(Dataset content begins)
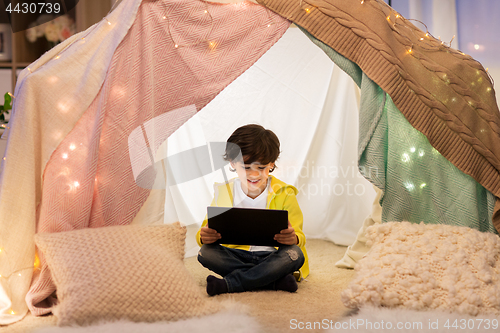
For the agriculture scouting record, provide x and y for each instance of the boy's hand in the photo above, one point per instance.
(287, 236)
(209, 236)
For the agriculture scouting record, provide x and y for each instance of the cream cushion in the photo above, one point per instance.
(122, 272)
(423, 267)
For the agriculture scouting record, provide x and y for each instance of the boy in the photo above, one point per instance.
(247, 267)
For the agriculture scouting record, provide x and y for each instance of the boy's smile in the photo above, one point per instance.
(253, 177)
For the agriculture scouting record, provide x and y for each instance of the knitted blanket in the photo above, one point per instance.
(442, 92)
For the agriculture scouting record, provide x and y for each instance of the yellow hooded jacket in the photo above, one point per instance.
(281, 196)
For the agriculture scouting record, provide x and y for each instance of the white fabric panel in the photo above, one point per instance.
(5, 82)
(296, 91)
(440, 16)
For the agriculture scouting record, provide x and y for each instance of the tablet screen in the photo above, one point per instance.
(247, 226)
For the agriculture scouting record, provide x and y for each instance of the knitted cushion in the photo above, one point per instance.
(423, 267)
(122, 272)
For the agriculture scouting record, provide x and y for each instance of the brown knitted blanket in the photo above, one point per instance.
(444, 93)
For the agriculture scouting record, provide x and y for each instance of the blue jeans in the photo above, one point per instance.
(245, 270)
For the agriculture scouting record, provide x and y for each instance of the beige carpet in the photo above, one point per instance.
(318, 297)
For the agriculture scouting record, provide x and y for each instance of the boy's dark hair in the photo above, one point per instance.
(256, 143)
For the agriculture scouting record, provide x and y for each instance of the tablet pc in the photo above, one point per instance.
(247, 226)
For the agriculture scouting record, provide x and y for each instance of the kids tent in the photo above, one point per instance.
(92, 113)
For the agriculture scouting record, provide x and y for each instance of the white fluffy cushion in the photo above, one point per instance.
(123, 272)
(422, 266)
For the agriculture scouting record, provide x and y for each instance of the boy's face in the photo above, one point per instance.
(253, 177)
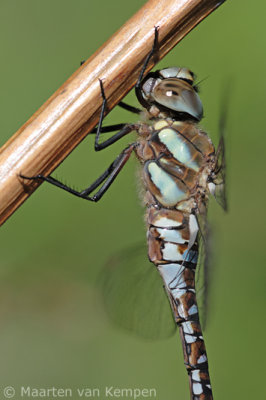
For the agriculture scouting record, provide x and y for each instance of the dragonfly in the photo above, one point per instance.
(180, 170)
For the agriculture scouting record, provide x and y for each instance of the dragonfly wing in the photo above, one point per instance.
(219, 175)
(134, 296)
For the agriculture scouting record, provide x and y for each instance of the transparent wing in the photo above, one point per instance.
(134, 296)
(203, 271)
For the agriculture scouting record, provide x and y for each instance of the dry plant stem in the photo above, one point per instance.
(73, 110)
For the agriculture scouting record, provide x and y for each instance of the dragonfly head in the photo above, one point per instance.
(171, 90)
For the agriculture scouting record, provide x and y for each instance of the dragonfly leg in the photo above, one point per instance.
(106, 179)
(149, 56)
(129, 108)
(123, 131)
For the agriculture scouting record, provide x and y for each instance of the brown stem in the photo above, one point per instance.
(72, 111)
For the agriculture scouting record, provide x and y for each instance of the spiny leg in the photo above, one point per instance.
(149, 56)
(106, 178)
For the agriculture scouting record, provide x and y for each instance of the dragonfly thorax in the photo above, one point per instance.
(171, 91)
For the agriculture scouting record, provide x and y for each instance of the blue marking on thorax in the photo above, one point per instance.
(170, 192)
(178, 147)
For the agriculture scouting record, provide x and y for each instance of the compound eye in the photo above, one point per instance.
(177, 72)
(179, 96)
(148, 87)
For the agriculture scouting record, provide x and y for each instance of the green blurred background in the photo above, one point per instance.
(54, 329)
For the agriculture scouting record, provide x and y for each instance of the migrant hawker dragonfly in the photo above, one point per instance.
(180, 168)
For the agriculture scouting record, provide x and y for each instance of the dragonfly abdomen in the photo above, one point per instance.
(169, 235)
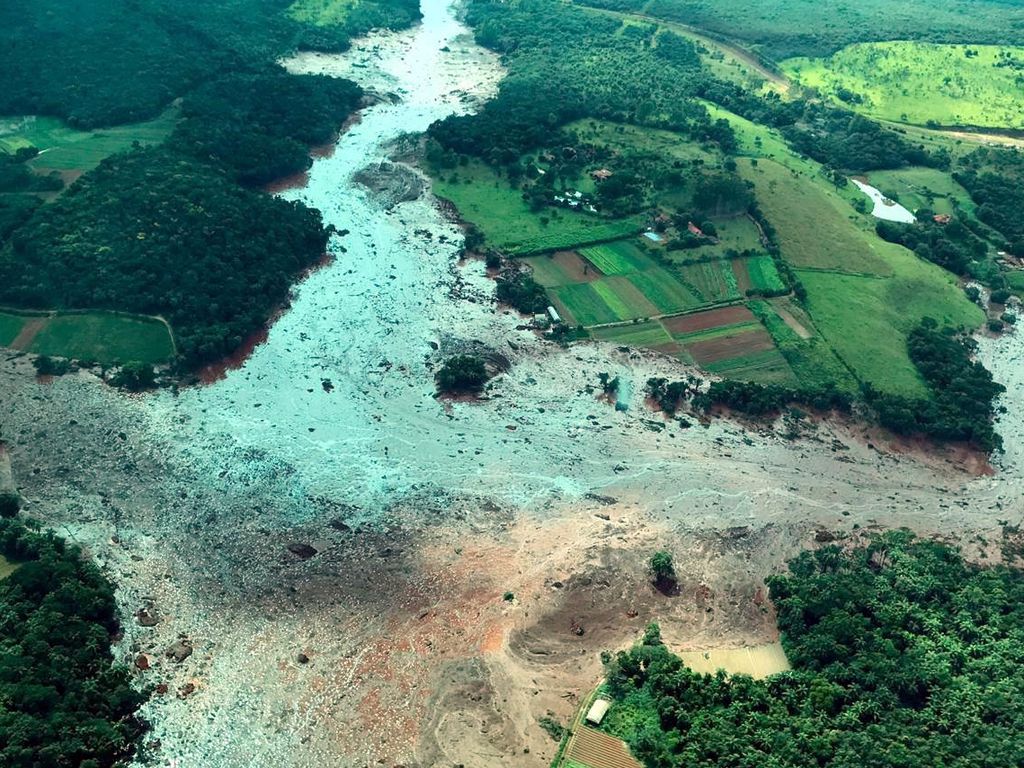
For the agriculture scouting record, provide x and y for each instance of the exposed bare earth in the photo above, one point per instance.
(336, 545)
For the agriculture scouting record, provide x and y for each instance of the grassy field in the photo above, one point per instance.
(816, 228)
(923, 187)
(64, 148)
(486, 201)
(923, 82)
(102, 337)
(322, 12)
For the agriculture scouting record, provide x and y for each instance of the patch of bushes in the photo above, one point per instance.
(463, 373)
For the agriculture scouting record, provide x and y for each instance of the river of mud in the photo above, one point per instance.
(335, 543)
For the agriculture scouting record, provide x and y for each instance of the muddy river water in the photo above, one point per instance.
(192, 499)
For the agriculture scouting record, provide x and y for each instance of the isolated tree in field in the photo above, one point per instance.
(662, 567)
(463, 373)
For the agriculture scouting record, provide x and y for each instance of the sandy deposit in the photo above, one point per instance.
(335, 544)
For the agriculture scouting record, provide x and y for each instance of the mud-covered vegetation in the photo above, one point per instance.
(902, 654)
(168, 229)
(65, 705)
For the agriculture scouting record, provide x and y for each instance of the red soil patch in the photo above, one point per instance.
(577, 266)
(728, 347)
(216, 371)
(295, 181)
(688, 324)
(599, 751)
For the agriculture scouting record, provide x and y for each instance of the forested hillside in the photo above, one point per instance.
(902, 654)
(176, 229)
(64, 702)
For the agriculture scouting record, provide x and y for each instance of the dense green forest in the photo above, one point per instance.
(168, 230)
(62, 704)
(902, 654)
(158, 233)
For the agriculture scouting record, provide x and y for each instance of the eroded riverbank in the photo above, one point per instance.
(336, 544)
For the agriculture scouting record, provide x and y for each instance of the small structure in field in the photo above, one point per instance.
(597, 711)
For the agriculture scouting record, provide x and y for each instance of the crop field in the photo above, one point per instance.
(923, 187)
(102, 337)
(621, 257)
(486, 201)
(759, 662)
(64, 148)
(650, 335)
(923, 83)
(714, 281)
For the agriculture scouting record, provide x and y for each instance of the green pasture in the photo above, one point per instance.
(865, 320)
(650, 334)
(714, 333)
(322, 12)
(486, 201)
(10, 327)
(714, 281)
(64, 148)
(913, 82)
(812, 360)
(923, 187)
(103, 337)
(815, 227)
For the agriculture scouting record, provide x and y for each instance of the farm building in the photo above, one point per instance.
(597, 711)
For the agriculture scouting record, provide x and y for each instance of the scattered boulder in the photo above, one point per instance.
(179, 651)
(302, 550)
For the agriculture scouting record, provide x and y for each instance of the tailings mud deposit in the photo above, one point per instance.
(325, 548)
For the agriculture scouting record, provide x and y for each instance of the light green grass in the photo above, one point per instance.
(923, 187)
(622, 257)
(768, 367)
(664, 291)
(7, 567)
(10, 327)
(719, 331)
(322, 12)
(815, 227)
(764, 274)
(104, 338)
(64, 148)
(649, 334)
(486, 201)
(713, 280)
(921, 82)
(812, 360)
(866, 320)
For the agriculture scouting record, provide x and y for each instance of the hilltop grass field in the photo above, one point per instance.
(65, 148)
(486, 201)
(101, 337)
(922, 83)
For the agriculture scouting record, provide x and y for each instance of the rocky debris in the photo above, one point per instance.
(391, 183)
(301, 550)
(179, 651)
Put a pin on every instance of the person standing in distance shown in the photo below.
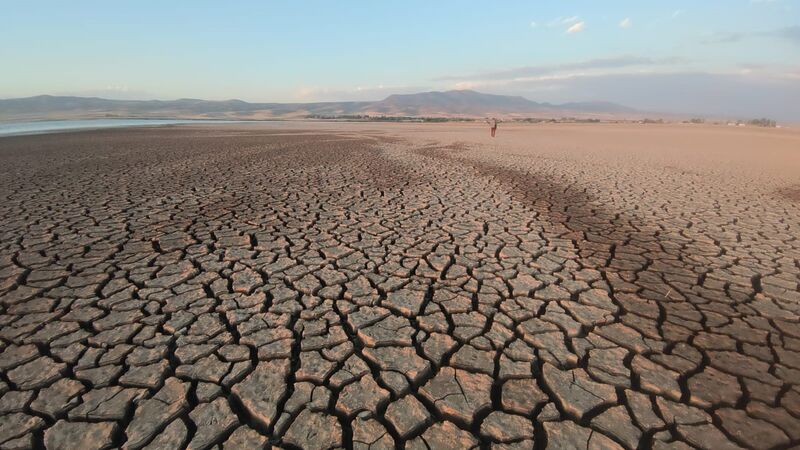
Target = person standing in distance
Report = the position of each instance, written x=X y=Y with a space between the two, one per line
x=492 y=123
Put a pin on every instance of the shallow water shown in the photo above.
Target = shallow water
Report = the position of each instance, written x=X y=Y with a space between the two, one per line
x=45 y=126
(Dataset content ends)
▶ **Problem requirements**:
Reproduce the entries above word for word. Pictures stay out.

▶ **Answer for the task**:
For the agriculture scouting record, provide x and y for each instance of the boy's hand in the photo above, one point per instance.
(287, 236)
(209, 236)
For the agriculture scouting record, provide x and y for each instance of the cream cushion in the photo above, one point per instance.
(122, 272)
(423, 267)
For the agriculture scouting record, provide x and y for each instance of the boy in the photo above, one point per instance.
(247, 267)
For the agriculture scouting record, provide x and y for each instance of the boy's smile in the photo above, one point per instance.
(253, 177)
For the agriculture scouting record, provide x and y for each instance of the knitted blanket in the photo above, one point per instance.
(442, 92)
For the agriculture scouting record, provide x and y for each instance of the yellow hooded jacket in the photo above, one point per instance.
(281, 196)
For the agriculture scouting record, provide x and y for each instance of the white fabric panel in the photo above, one point per instance.
(5, 82)
(296, 91)
(440, 16)
For the agriculture scouting record, provide x and y for each instance of the tablet screen in the photo above, one point per instance.
(247, 226)
For the agriculture scouting record, provide x and y for each instance of the knitted cushion in the photo above, one point per instance.
(423, 267)
(122, 272)
For the agriculture scouting record, provide x and y for each instance of the brown knitted blanket in the photo above, one point per instance.
(444, 93)
For the agriculture scouting record, provide x and y for each instance of the blue jeans in the photo above, one point per instance.
(245, 270)
For the agriculture scouting record, provide x and y for each instance of the beige carpet in the photo above, one point per instance.
(318, 297)
For the agriculture scouting record, provide x and y for each instance of the boy's dark hair in the photo above, one point per instance.
(256, 143)
For the agriculture scouting record, provide x and y for each instance of the tablet pc in the photo above, one point per instance.
(247, 226)
For the agriculture scouting record, provide x and y for each instance of the kids tent in the photo above, one point per instance.
(92, 113)
For the agriculture scouting record, provide x and y for each instance of the white fluffy cushion in the photo above, one point per instance.
(123, 272)
(422, 266)
For the agriculture scouting record, provide x and y for each instance of the boy's face in the photo above, one point per instance.
(253, 177)
For the agriculture scouting record, provide x and y for each instance of the dragonfly in the photo above, one point per instance.
(180, 170)
For the agriculture scouting record, provide x and y for each instance of the dragonfly wing in the photo above, one point per instance.
(219, 175)
(134, 296)
For the agriculture scouting record, provide x and y for each instance of the transparent wing in the photo above, one point per instance.
(134, 296)
(203, 271)
For the agriculture scouting record, provide x and y for each instance of the dry plant stem in the photo above, one point per instance.
(73, 110)
For the agriculture scouting record, provide x and y for each instance of the dragonfly head in the photo above, one point per instance.
(171, 90)
For the agriculture scouting record, provide x and y for each instance of the dragonfly leg in the photo above, one point per instance.
(106, 179)
(149, 56)
(129, 108)
(123, 131)
For the agriculture scouting record, provide x and y for each instance of the brown stem in the photo above, one point per instance.
(72, 111)
For the agriculture scouting record, provide x and y for each instance of the spiny leg in the photo above, one point per instance.
(149, 56)
(106, 178)
For the agriculture scouting record, provide x and y for each instance of the dragonfly thorax in the photo above, one point per instance.
(171, 91)
For the agriculture scouting record, provide x and y for each instance of the blue marking on thorax in the photo above, one point per instance.
(170, 192)
(178, 147)
For the agriculture scouting record, provide x and y for each instance of the compound eye in the photo above, one point per instance.
(177, 72)
(179, 96)
(148, 87)
For the agriculture scouting record, provide x and y for each instance of the green blurred background in the photo above, one point per instance.
(54, 329)
For the agriculture scouting record, provide x and y for each instance of the migrant hawker dragonfly in the photo above, one point per instance.
(180, 168)
For the agriculture scouting record, provide x and y for each instance of the dragonfly abdomen in the photo above, one point per instance.
(169, 235)
For the agriculture scouting record, provide x and y for each instance of the exposed bare earth in the photo above, one point per instance.
(336, 545)
For the agriculture scouting record, provide x and y for each instance of the grassy field in the photo above, one point per instance.
(816, 228)
(923, 187)
(64, 148)
(486, 201)
(923, 82)
(102, 337)
(322, 12)
For the agriculture scouting record, provide x and y for each instance of the patch of bushes in the photo above, one point per instance.
(463, 373)
For the agriculture scouting record, provide x and y for each instance of the river of mud in the photo above, one point per instance.
(335, 543)
For the agriculture scouting record, provide x and y for each instance of the muddy river water in the photo above, one point per instance.
(192, 499)
For the agriculture scouting record, provide x and y for each instance of the isolated tree in field in the photo above, one point per instance.
(662, 567)
(463, 373)
For the agriculture scouting record, provide x and y for each instance of the sandy deposit in the photo above, one point per instance.
(335, 544)
For the agriculture scouting record, provide x and y for each instance of the mud-covered vegetation in the photo above, one point per instance.
(902, 654)
(168, 229)
(65, 705)
For the agriculture scouting record, provide x and y for each instance of the red soil patch in the photo above, one point per instance.
(577, 266)
(728, 347)
(216, 371)
(295, 181)
(688, 324)
(599, 751)
For the agriculture scouting record, provide x and y for each instance of the forested hillside in the photo above, one point per instance.
(902, 654)
(176, 229)
(64, 702)
For the agriculture scouting record, provide x and y for each instance of the dense green forest in the photo above, one point per instance.
(168, 230)
(62, 704)
(902, 654)
(158, 233)
For the agriculture scouting record, provide x and y for each instance of the eroded riverbank in the photo above, one point per instance.
(336, 544)
For the agriculture scouting record, provide x and y for each instance of the small structure in field in the photo above, one point per instance.
(597, 711)
For the agriculture scouting record, provide x and y for each instance of the crop field in the photo above, one point per instance.
(923, 187)
(102, 337)
(621, 257)
(486, 201)
(759, 662)
(64, 148)
(650, 335)
(923, 83)
(714, 281)
For the agriculture scouting record, provide x and y for each instance of the green pasture in the photo above, one point per instance.
(865, 320)
(650, 334)
(714, 333)
(322, 12)
(486, 201)
(10, 327)
(714, 281)
(64, 148)
(913, 82)
(812, 360)
(923, 187)
(103, 337)
(815, 227)
For the agriculture scouting record, provide x and y for each instance of the farm building in the photo above, one point per instance.
(597, 711)
For the agriculture scouting record, provide x and y for each instance of the scattered boulder in the photo above, one point per instance.
(179, 651)
(302, 550)
For the agriculture scouting record, provide x and y for each instance of the tailings mud deposit in the photo above, one point per instance.
(325, 548)
For the agriculture scouting record, provide x and y for each instance of the light green grass in the photo above, one point per instance.
(923, 187)
(622, 257)
(768, 367)
(664, 291)
(7, 567)
(10, 327)
(719, 331)
(322, 12)
(815, 227)
(764, 274)
(104, 338)
(64, 148)
(649, 334)
(486, 201)
(713, 280)
(921, 82)
(812, 360)
(866, 320)
For the agriculture scouting record, provide x and y for each instance of the hilltop grass field in the photo above, one point per instance.
(65, 148)
(486, 201)
(101, 337)
(922, 83)
For the agriculture scouting record, provide x and y for each instance of the rocky debris in the photo above, one point per instance.
(391, 183)
(301, 550)
(179, 651)
Put a pin on every instance of the person standing in distance shown in the photo below.
Target = person standing in distance
Report = the position of each instance, written x=X y=Y with a space between the two, one per line
x=492 y=123
Put a pin on every instance of the shallow water shown in the photo above.
Target = shallow water
Report = the position of each instance, written x=X y=Y with a space between the two, one per line
x=45 y=126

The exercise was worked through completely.